Fetal cells transplanted into the brains of patients with Parkinson’s disease have been promoted as the most promising treatment for the movement disorder. But new research suggests the effects of those transplants may not last in Parkinson’s patients.

Neurons grafted into the brain of a patient with Parkinson’s disease fourteen years ago have developed Lewy body pathology, the defining pathology for the disease, according to research by Jeffrey H. Kordower, PhD, and associates and published in the April 6 issue of Nature Medicine.

Kordower said the findings suggest that the pathophysiologic process that leads to symptoms of the illness may be an ongoing one that affects transplanted fetal cells in the same way it destroys dopamine producing cells in the brains of affected patients.

The collaborative research study described in the article involves Rush, Mt. Sinai School of Medicine, New York, and the University of South Florida, Tampa, In it, individuals with Parkinson’s disease received fetal cell transplants to reverse the loss in the brain of striatal dopamine.

ACTIVITY A:
According to the passage on fetal cell transplants, why might the benefits of transplanting fetal cells into Parkinson's patients not last? Answer in one to three sentences.
ACTIVITY B:
Carry on the passage on fetal cell transplants, starting after its final sentence.
The records are separate material and are unrelated to the passage on fetal cell transplants.

RECORDED INFORMATION:
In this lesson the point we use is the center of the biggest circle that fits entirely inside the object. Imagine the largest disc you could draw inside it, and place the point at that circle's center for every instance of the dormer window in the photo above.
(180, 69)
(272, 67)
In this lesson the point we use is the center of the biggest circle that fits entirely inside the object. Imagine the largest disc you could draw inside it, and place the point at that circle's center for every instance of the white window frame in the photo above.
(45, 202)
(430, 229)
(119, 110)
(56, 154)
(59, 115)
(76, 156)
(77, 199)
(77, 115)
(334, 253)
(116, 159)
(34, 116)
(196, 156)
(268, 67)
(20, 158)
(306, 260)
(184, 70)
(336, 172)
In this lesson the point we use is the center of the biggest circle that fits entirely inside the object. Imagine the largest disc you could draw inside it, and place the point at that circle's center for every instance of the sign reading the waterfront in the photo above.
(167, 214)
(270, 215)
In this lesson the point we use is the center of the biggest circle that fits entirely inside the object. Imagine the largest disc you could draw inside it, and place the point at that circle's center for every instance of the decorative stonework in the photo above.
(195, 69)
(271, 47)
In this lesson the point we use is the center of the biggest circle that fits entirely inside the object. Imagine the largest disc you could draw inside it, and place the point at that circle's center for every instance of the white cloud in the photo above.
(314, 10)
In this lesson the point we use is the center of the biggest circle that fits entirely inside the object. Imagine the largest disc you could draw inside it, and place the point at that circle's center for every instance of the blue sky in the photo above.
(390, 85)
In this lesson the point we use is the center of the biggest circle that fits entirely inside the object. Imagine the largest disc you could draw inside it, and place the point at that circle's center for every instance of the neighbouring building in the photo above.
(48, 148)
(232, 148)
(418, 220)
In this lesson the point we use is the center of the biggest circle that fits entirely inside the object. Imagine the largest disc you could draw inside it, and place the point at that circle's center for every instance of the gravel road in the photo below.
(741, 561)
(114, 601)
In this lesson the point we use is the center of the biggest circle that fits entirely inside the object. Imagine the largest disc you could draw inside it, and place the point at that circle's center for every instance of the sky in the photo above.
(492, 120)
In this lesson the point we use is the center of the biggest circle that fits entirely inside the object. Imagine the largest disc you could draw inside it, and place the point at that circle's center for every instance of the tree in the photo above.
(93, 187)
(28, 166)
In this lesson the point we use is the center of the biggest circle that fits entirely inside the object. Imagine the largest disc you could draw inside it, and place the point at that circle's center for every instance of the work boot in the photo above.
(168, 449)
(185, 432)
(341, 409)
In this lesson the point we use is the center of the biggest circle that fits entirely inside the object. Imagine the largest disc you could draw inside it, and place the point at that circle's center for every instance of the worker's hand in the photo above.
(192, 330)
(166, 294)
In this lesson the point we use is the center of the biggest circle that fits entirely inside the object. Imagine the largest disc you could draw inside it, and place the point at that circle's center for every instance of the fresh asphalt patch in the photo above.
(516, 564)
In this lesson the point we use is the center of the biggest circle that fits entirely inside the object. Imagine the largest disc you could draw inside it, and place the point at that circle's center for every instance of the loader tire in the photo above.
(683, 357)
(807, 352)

EXERCISE RESULT A:
Neurons grafted into a Parkinson's patient's brain fourteen years earlier developed Lewy body pathology, the defining pathology of the disease. This suggests that the disease process is ongoing and affects transplanted fetal cells in the same way it destroys the patient's own dopamine-producing cells.

EXERCISE RESULT B:
The individual described in this article was a woman with a 22-year history of Parkinson’s disease who underwent transplantation in 1993. After transplantation she experienced improvements in disease symptoms as measured by the Unified Parkinson Disease Rating Scale (UPDRS) and required substantially lower doses of antiparkinsonian medications. Her UPDRS scores remained improved into1997, but by 2004, she experienced progressive worsening of Parkinson’s disease symptoms. She died in 2007 and her brain and that of two other patients in the study were comprehensively processed and analyzed. She had the longest survival after transplantation that had been reported to date among this study’s participants.

Scientists have long debated whether Parkinson’s disease results from an acute insult or event, or whether it is an ongoing pathological process that continues to affect healthy neurons, according to Kordower. This research indicates that mechanisms and molecules responsible for initiating the degenerative process are still present at a late stage and are capable of affecting grafted neurons. In addition, the processes that destroy dopamine neurons are not restricted to the midbrain, he says.